▶ **Data shown**
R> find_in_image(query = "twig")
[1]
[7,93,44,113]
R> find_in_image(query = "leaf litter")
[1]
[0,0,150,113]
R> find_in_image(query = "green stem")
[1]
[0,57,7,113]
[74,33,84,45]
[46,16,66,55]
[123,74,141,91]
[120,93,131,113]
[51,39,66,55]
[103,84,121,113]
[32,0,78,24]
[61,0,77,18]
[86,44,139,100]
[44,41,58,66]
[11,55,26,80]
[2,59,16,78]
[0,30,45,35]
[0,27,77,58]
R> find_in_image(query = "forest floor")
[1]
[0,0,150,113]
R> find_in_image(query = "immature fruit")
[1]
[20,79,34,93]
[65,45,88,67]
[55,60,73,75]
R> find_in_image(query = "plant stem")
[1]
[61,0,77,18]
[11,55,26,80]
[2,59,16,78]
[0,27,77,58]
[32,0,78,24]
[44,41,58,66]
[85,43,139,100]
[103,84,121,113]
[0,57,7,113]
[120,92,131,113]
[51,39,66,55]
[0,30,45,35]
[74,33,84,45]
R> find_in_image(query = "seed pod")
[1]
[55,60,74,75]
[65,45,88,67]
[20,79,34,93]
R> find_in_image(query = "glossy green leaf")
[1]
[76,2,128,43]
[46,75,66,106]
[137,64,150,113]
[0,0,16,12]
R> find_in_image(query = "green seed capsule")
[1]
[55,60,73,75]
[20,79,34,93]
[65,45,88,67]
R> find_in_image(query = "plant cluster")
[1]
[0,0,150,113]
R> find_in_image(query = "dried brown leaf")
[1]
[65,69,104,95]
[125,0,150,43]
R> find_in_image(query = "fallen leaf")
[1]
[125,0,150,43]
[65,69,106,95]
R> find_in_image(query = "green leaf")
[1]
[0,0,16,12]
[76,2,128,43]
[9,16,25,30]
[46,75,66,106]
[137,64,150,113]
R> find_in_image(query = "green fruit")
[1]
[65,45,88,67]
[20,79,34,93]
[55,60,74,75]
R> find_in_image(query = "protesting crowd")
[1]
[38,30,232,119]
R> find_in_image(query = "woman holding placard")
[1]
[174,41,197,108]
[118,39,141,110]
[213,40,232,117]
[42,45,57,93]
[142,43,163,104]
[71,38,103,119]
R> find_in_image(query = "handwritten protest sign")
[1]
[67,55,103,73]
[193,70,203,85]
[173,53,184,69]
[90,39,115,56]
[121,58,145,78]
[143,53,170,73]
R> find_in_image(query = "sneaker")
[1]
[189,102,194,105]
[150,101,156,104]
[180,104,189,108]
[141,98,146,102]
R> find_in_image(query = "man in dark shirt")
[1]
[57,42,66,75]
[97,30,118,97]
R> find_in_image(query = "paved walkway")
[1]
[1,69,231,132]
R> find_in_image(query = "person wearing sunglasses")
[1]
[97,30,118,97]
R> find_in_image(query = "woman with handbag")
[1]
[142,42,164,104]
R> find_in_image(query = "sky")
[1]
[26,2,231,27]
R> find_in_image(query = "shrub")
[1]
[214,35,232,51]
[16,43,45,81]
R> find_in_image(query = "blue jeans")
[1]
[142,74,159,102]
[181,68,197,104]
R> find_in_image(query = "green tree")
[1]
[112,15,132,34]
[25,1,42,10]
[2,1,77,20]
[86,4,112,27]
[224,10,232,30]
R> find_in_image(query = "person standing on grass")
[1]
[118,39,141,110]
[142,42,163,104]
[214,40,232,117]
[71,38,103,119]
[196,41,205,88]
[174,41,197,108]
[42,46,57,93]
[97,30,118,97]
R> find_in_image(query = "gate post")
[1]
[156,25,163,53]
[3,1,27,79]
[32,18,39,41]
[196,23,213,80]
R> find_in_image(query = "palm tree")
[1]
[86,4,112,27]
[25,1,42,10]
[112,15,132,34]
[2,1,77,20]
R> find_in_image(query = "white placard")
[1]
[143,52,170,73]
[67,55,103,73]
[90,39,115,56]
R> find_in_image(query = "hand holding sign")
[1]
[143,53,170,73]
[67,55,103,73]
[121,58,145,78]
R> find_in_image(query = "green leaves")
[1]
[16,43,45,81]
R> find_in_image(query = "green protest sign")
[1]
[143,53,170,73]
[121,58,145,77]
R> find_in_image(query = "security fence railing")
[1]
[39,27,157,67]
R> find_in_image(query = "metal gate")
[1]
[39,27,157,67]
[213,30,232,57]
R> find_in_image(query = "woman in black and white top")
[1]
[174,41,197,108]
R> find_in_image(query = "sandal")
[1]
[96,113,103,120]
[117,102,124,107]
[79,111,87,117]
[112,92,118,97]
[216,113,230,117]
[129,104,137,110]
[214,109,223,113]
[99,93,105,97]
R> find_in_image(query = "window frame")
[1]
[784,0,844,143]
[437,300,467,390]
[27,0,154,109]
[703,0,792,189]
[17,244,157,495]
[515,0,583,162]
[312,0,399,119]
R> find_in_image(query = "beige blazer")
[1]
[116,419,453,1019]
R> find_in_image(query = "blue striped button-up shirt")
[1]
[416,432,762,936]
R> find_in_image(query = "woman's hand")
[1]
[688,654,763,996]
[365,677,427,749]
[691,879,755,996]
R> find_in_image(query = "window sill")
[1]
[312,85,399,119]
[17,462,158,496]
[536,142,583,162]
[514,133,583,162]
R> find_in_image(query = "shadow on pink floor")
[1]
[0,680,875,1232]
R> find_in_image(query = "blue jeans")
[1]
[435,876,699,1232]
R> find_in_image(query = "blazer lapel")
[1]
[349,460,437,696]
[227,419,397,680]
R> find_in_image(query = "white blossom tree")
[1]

▶ **Task details**
Nothing may be left out: return each entry exactly as it reads.

▶ **Correct output**
R> find_in_image(query = "twig")
[1]
[7,93,44,113]
R> find_in_image(query = "leaf litter")
[1]
[0,0,150,113]
R> find_in_image(query = "green stem")
[1]
[0,57,7,113]
[74,33,84,45]
[46,16,66,55]
[123,74,141,91]
[120,93,131,113]
[51,39,66,55]
[103,84,121,113]
[32,0,78,24]
[61,0,77,18]
[86,44,139,100]
[44,41,58,66]
[11,55,26,80]
[2,59,16,78]
[0,30,45,35]
[0,27,77,58]
R> find_in_image(query = "forest floor")
[1]
[0,0,150,113]
R> find_in_image(query = "immature fruit")
[1]
[20,79,34,93]
[65,45,88,67]
[55,60,73,75]
R> find_in_image(query = "plant stem")
[1]
[61,0,77,18]
[11,55,26,80]
[2,59,16,78]
[0,27,77,58]
[32,0,78,24]
[44,41,58,66]
[85,43,139,100]
[103,84,121,113]
[0,57,7,113]
[120,92,131,113]
[51,39,66,55]
[0,30,45,35]
[74,33,84,45]
R> find_in_image(query = "seed pod")
[1]
[55,60,74,75]
[65,45,88,67]
[20,79,34,93]
R> find_in_image(query = "glossy green leaf")
[1]
[76,2,128,43]
[46,75,66,106]
[137,64,150,113]
[0,0,16,12]
R> find_in_image(query = "green seed capsule")
[1]
[55,60,73,75]
[20,79,34,93]
[65,45,88,67]
R> find_in_image(query = "plant cluster")
[1]
[0,0,150,113]
R> find_in_image(query = "dried brown leaf")
[1]
[65,69,104,95]
[125,0,150,43]
R> find_in_image(query = "fallen leaf")
[1]
[125,0,150,43]
[65,69,106,95]
R> find_in_image(query = "green leaf")
[1]
[0,0,16,12]
[76,2,128,43]
[9,16,25,30]
[46,75,66,106]
[137,64,150,113]
R> find_in_image(query = "green fruit")
[1]
[65,45,88,67]
[20,79,34,93]
[55,60,74,75]
R> find_in_image(query = "protesting crowd")
[1]
[38,30,232,119]
R> find_in_image(query = "woman holding placard")
[1]
[174,41,197,108]
[118,39,141,110]
[213,40,232,117]
[42,45,57,93]
[142,43,163,104]
[71,38,103,119]
R> find_in_image(query = "handwritten protest sign")
[1]
[67,55,103,73]
[193,70,203,85]
[173,53,184,69]
[90,39,115,56]
[121,58,145,78]
[143,53,170,73]
R> find_in_image(query = "sneaker")
[1]
[189,102,194,105]
[150,101,156,104]
[180,104,189,108]
[141,98,146,102]
R> find_in_image(query = "man in dark shirt")
[1]
[57,42,66,75]
[97,30,118,97]
R> find_in_image(query = "paved walkway")
[1]
[1,69,231,132]
R> find_in_image(query = "person wearing sunglasses")
[1]
[97,30,118,97]
R> find_in_image(query = "woman with handbag")
[1]
[142,42,164,104]
R> find_in_image(query = "sky")
[1]
[26,2,231,27]
R> find_in_image(query = "shrub")
[1]
[214,35,232,51]
[16,43,45,81]
R> find_in_image(query = "blue jeans")
[1]
[142,74,159,102]
[181,68,197,104]
R> find_in_image(query = "green tree")
[1]
[112,15,132,34]
[25,1,42,10]
[2,1,77,20]
[86,4,112,27]
[224,10,232,30]
R> find_in_image(query = "person standing on grass")
[1]
[118,39,141,110]
[142,42,163,104]
[214,40,232,117]
[71,38,103,119]
[196,41,205,88]
[174,41,197,108]
[42,46,57,93]
[97,30,118,97]
R> find_in_image(query = "gate post")
[1]
[156,25,163,53]
[3,1,27,79]
[32,18,39,41]
[196,23,213,80]
R> find_in_image(query = "palm tree")
[1]
[86,4,112,27]
[25,1,42,10]
[112,15,132,34]
[2,1,77,20]
R> find_in_image(query = "white placard")
[1]
[143,52,170,73]
[67,55,103,73]
[90,39,115,56]
R> find_in_image(query = "hand holding sign")
[1]
[143,53,170,73]
[67,55,103,73]
[121,58,145,78]
R> find_in_image(query = "green leaves")
[1]
[16,43,45,81]
R> find_in_image(query = "green protest sign")
[1]
[143,53,170,73]
[121,58,145,77]
R> find_in_image(query = "security fence railing")
[1]
[39,27,157,67]
R> find_in_image(query = "metal gate")
[1]
[39,27,157,67]
[213,30,232,57]
R> find_in_image(query = "woman in black and white top")
[1]
[174,41,197,108]
R> find_in_image(query = "sandal")
[1]
[96,113,103,120]
[117,102,124,107]
[79,111,87,117]
[112,92,118,97]
[216,113,230,117]
[129,104,137,110]
[214,109,223,113]
[99,93,105,97]
R> find_in_image(query = "window frame")
[1]
[784,0,844,143]
[437,300,467,390]
[27,0,154,109]
[703,0,792,189]
[17,244,157,495]
[515,0,583,162]
[312,0,399,119]
R> find_in_image(query = "beige blazer")
[1]
[116,419,453,1019]
R> find_in_image(query = "blue striped button-up shirt")
[1]
[416,432,762,936]
R> find_in_image(query = "woman's hand")
[1]
[688,654,763,996]
[365,677,427,749]
[691,879,755,996]
R> find_in_image(query = "window sill")
[1]
[312,85,399,119]
[17,462,158,496]
[536,142,583,162]
[514,133,583,162]
R> find_in_image(query = "shadow on pink floor")
[1]
[0,680,875,1232]
R> find_in_image(query = "blue jeans")
[1]
[435,876,699,1232]
R> find_in_image(query = "blazer lapel")
[1]
[349,460,437,696]
[227,419,397,680]
R> find_in_image(query = "white blossom tree")
[1]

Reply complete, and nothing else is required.